▶ _Work task_
From the model access control text below, list the four reasons given for why not all models suit every workload, naming each by its label.

(Text Opens)

Model Access Control

Model access control lets you define which LLM models are approved for use within your organization. Requests for unapproved models are rejected at the proxy layer with a 403 Forbidden response and a full audit trail entry.

Why Model Access Control?

Not all models are appropriate for every workload:

Compliance: Some models aren’t approved for handling sensitive data
Cost: GPT-4o costs 10-30× more than GPT-4o-mini for similar tasks
Consistency: Standardize on approved models to reduce operational complexity
Vendor risk: Limit exposure to specific providers

How It Works

The model access policy is evaluated as a pre-flight check in the governance pipeline, after the request body is parsed but before the budget gate:

Request: POST /proxy/openai/v1/chat/completions
Body:    { "model": "gpt-4o", ... }
         │
         ▼
┌─────────────────┐
│  Model Policy   │──── "gpt-4o" in allowlist? ──▶ ✅ Continue
│  Evaluation     │──── "gpt-4o" in blocklist? ──▶ ❌ HTTP 403
└─────────────────┘

Configuration

Global Allowlist

Define a global model allowlist that applies to all tenants:

Allowlist (recommended)
Blocklist

Only these models are permitted. Everything else is blocked.

governance:
  models:
    mode: allowlist
    allowed:
      - gpt-4o-mini
      - gpt-4o
      - gemini-3.5-pro
      - gemini-3.5-flash
      - gemini-2.5-pro
      - gemini-2.5-flash
      - claude-sonnet-4-20250514

All models are permitted except these. Use when you want to block specific high-cost or unapproved models.

(Text Closes)
(Data records Opens)

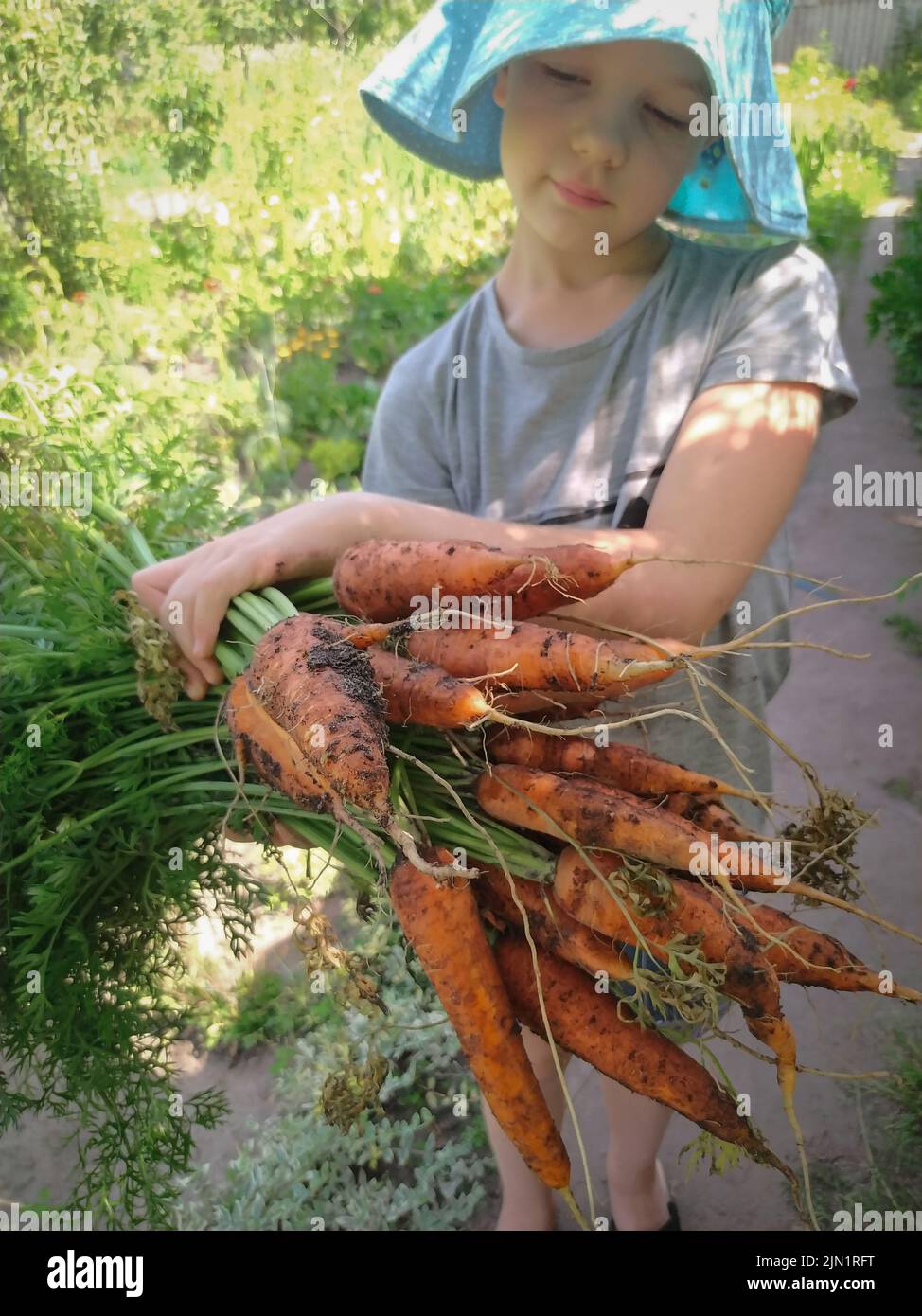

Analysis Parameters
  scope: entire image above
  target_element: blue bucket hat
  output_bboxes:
[359,0,810,239]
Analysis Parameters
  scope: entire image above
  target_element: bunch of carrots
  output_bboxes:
[226,541,922,1225]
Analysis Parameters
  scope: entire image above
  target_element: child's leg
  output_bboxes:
[598,1074,672,1231]
[483,1028,570,1231]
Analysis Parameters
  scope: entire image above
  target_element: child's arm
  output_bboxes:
[132,382,820,698]
[365,382,821,644]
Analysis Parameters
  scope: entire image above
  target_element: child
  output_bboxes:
[134,0,858,1231]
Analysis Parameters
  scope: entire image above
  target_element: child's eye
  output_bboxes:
[646,105,688,128]
[541,64,585,87]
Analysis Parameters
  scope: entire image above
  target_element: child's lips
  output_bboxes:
[551,179,611,210]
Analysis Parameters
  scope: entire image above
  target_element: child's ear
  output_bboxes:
[493,64,509,109]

(Data records Closes)

▶ _Exercise output_
Compliance, Cost, Consistency, Vendor risk